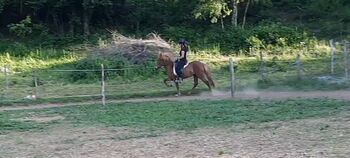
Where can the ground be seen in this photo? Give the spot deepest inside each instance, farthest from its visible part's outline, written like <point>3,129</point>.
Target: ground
<point>247,94</point>
<point>322,137</point>
<point>326,136</point>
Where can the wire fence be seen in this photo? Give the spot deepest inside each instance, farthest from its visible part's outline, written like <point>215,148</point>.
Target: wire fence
<point>105,83</point>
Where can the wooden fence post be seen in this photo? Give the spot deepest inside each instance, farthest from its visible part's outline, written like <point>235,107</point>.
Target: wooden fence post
<point>298,64</point>
<point>332,55</point>
<point>6,80</point>
<point>35,79</point>
<point>232,71</point>
<point>103,85</point>
<point>261,68</point>
<point>346,75</point>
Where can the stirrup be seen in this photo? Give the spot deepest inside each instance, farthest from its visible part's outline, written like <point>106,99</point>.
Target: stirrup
<point>178,80</point>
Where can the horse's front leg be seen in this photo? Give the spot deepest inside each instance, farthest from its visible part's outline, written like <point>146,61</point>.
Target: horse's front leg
<point>177,89</point>
<point>166,82</point>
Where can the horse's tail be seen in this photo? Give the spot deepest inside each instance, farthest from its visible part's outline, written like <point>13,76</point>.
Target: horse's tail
<point>208,74</point>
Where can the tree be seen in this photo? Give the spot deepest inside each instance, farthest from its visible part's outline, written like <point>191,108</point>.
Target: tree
<point>248,2</point>
<point>213,9</point>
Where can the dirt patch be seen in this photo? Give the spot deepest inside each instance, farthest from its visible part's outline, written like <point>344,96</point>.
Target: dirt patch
<point>320,137</point>
<point>41,119</point>
<point>216,95</point>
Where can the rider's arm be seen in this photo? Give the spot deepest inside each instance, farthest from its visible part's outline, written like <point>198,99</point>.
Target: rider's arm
<point>182,54</point>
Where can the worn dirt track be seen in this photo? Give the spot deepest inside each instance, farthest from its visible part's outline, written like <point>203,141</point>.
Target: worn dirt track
<point>216,95</point>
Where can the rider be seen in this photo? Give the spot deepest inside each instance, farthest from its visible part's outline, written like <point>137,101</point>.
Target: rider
<point>181,60</point>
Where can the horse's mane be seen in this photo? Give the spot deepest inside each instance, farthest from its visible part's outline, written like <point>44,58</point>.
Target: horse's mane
<point>167,56</point>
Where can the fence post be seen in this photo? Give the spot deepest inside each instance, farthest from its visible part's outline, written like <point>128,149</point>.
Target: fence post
<point>35,79</point>
<point>332,55</point>
<point>261,69</point>
<point>298,64</point>
<point>6,81</point>
<point>232,71</point>
<point>103,85</point>
<point>345,59</point>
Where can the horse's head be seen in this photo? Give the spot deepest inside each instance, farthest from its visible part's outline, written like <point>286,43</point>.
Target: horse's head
<point>163,60</point>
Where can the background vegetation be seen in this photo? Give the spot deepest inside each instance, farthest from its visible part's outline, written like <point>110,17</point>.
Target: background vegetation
<point>58,34</point>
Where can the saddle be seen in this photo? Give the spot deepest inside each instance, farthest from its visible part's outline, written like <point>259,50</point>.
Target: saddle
<point>181,68</point>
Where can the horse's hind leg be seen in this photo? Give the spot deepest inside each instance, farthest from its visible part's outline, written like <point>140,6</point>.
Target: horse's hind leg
<point>195,83</point>
<point>177,89</point>
<point>205,80</point>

:::::

Copy out every item above word for word, leaving out the pictures.

### Answer to the task
Where can the ground be seen in this photo? Give the spot deepest inside each instance, farthest from its visible part's outline, written like <point>3,129</point>.
Target: ground
<point>247,94</point>
<point>322,137</point>
<point>326,136</point>
Where can the wire fence be seen in this photo? Give the spot deepest inside each instance, farthest from its visible part's outline, written like <point>215,148</point>.
Target: wire fence
<point>105,83</point>
Where can the wooden fence post be seen in this photo? Give the spot deepest inside each instance, farthest from its visible part's outline, written like <point>235,107</point>.
Target: wooden fence post
<point>298,64</point>
<point>332,55</point>
<point>6,80</point>
<point>35,79</point>
<point>232,71</point>
<point>103,85</point>
<point>261,68</point>
<point>346,75</point>
Where can the stirrup be seen in this photo? Give the spot deepest inside each instance, farthest from its visible part's outline, written like <point>106,99</point>.
Target: stirrup
<point>178,80</point>
Where can the horse's front leg be seen in this photo? Give the spot deepest inside each instance, farthest from its visible part's outline, written like <point>146,61</point>.
Target: horse's front leg
<point>177,89</point>
<point>166,82</point>
Where can the horse's tail be seen in this photo? Give the spot deepest inside each instance, farthest from its visible part's outline, written like <point>13,76</point>.
Target: horse's tail
<point>208,74</point>
Where can the tree be seen in this photo? Give the spot deepest inside each instance, farthest from its visible part's outline, written like <point>191,108</point>.
Target: tree
<point>248,2</point>
<point>213,9</point>
Where can the dirt patch be seen in this photo? Give the spot deepest inside each instance, farthest from its visible part's outline, written like <point>344,96</point>.
Target: dirt patch
<point>320,137</point>
<point>41,119</point>
<point>216,95</point>
Where can the rider's arm be seen in this photo? Give the spot deepest inside each instance, farthest from its visible part's outline, written like <point>198,99</point>.
Target: rider's arm
<point>182,54</point>
Where can the worn dirt track be seen in this photo? Give the spot deepest inside each instance, farthest from its visible part's outline, written like <point>203,141</point>.
Target: worn dirt track
<point>216,95</point>
Where can the rider be seen in this photo? Give the spot deepest inside each instance, farthest from its visible part's outline, written like <point>137,101</point>.
Target: rider
<point>181,60</point>
Where can the horse's mane be seen in this photo? Give the spot deepest inside each instance, farthest from its visible part's outline, written like <point>44,58</point>.
Target: horse's mane
<point>167,56</point>
Where can the fence post be seen in this photo? Give the spot deepest inside each instance, farthest from its visible part's outline, written like <point>128,149</point>.
Target: fence post
<point>35,79</point>
<point>332,55</point>
<point>261,69</point>
<point>298,64</point>
<point>6,81</point>
<point>232,71</point>
<point>103,85</point>
<point>345,59</point>
Where can the horse's head be seen in this photo? Give the spot deepest inside each instance, farthest from its visible part's outline, written like <point>286,43</point>.
Target: horse's head
<point>163,60</point>
Where can the background vegetation be seen in this photo? Give the spot deepest inside each instance, farthest from its visible part's outline, written like <point>110,17</point>.
Target: background vegetation
<point>58,34</point>
Where can the saddle be seen in this photo? Give the spot deepest inside each instance, farthest from its visible part's outline, written like <point>259,50</point>.
Target: saddle
<point>181,68</point>
Where can the horse's hind leg be seen in this photo? Give the spot deepest inside each instance, farthest from its visible part's outline, written like <point>140,6</point>.
Target: horse's hind leg
<point>195,83</point>
<point>177,89</point>
<point>205,80</point>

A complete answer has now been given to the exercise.